TEXT SECTION:
◇ ◇ ◇ ◇ ◇ ◇ ◇

Since El Salvador imposed its total ban on abortions in 1999, more than 180 women with miscarriages or other obstetric emergencies have been indicted for abortion or aggravated homicide, with prison terms ranging from 30 to 50 years, according to CRR.

Most of these women have low or no income, live in rural or marginalised urban areas, and are poorly educated. “They are frequently reported by the healthcare staff” they seek for help, noted the Inter-American Court in its ruling.

In this country an “absolute denial and criminalisation of reproductive health services” prevails, said the Colectiva Feminista para el Desarrollo Local (Feminist Collective for Local Development) and Agrupación Ciudadana por la Despenalización del Aborto (Citizens’ Group for the Decriminalisation of Abortion), two Salvadoran women’s rights groups that were plaintiffs in Manuela’s case.

The fact that far-Right groups from three continents got involved in Manuela v El Salvador relates to the repercussions of the result, according to Cárdenas.

“They knew that if we won, it would be a relevant victory for the right to medical confidentiality and for the right to enjoy reproductive healthcare during pregnancy, which would have allowed Manuela to detect her pregnancy, her cancer and the associated risks,” she said.

◇ ◇ ◇ ◇ ◇ ◇ ◇

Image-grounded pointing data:
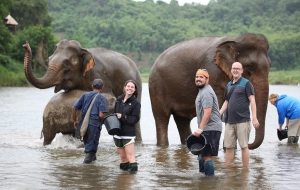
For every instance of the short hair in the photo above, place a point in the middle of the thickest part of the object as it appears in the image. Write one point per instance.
(135, 85)
(97, 83)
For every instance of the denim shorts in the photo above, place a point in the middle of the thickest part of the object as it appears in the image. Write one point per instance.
(213, 141)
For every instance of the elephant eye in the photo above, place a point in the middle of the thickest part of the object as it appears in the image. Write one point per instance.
(66, 65)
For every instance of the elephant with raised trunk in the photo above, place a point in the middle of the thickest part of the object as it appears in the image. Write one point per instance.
(172, 79)
(72, 67)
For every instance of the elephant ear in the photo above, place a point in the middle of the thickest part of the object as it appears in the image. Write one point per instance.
(88, 60)
(225, 56)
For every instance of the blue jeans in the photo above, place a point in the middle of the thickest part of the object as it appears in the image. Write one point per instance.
(92, 136)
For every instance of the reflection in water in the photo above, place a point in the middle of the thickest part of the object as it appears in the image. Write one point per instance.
(26, 164)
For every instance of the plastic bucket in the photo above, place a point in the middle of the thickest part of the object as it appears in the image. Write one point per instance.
(112, 124)
(196, 144)
(282, 134)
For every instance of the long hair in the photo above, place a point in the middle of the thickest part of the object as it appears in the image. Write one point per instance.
(135, 85)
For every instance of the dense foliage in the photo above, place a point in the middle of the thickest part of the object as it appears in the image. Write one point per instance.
(126, 25)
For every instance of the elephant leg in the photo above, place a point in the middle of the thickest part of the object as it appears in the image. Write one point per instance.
(183, 126)
(161, 122)
(49, 134)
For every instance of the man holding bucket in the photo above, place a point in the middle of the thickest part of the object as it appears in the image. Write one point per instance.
(99, 107)
(209, 122)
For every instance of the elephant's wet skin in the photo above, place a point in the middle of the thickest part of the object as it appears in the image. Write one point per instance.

◇ ◇ ◇ ◇ ◇ ◇ ◇

TASKS TO COMPLETE:
A: Duplicate the part of the text on El Salvador's abortion ban from "In this country" up to and including "according to Cárdenas.".
B: In the text on El Salvador's abortion ban, what range of prison terms have the indicted women faced?
C: Resume the text on El Salvador's abortion ban, picking up after its final sentence.

RESPONSES:
A:
In this country an “absolute denial and criminalisation of reproductive health services” prevails, said the Colectiva Feminista para el Desarrollo Local (Feminist Collective for Local Development) and Agrupación Ciudadana por la Despenalización del Aborto (Citizens’ Group for the Decriminalisation of Abortion), two Salvadoran women’s rights groups that were plaintiffs in Manuela’s case.

The fact that far-Right groups from three continents got involved in Manuela v El Salvador relates to the repercussions of the result, according to Cárdenas.

B: From 30 to 50 years.

C:
Moreover, the court’s decision will set a legal precedent for other countries in the region.

Sekulow’s group, the ACLJ, is among seven conservative groups actively battling abortion rights in the US that have spent at least $28m abroad from 2016 to 2019, a new openDemocracy investigation has revealed.

The group spent $5.7m in that time, most of it in Europe. And its European branch, the ECLJ, has intervened in dozens of European court cases against sexual and reproductive rights.

Last year, Poland’s constitutional court voted to ban abortion in cases of foetal defects. The ACLJ submitted arguments in favour of the new restrictions, which were condemned by the Council of Europe as a grave “human rights violation”.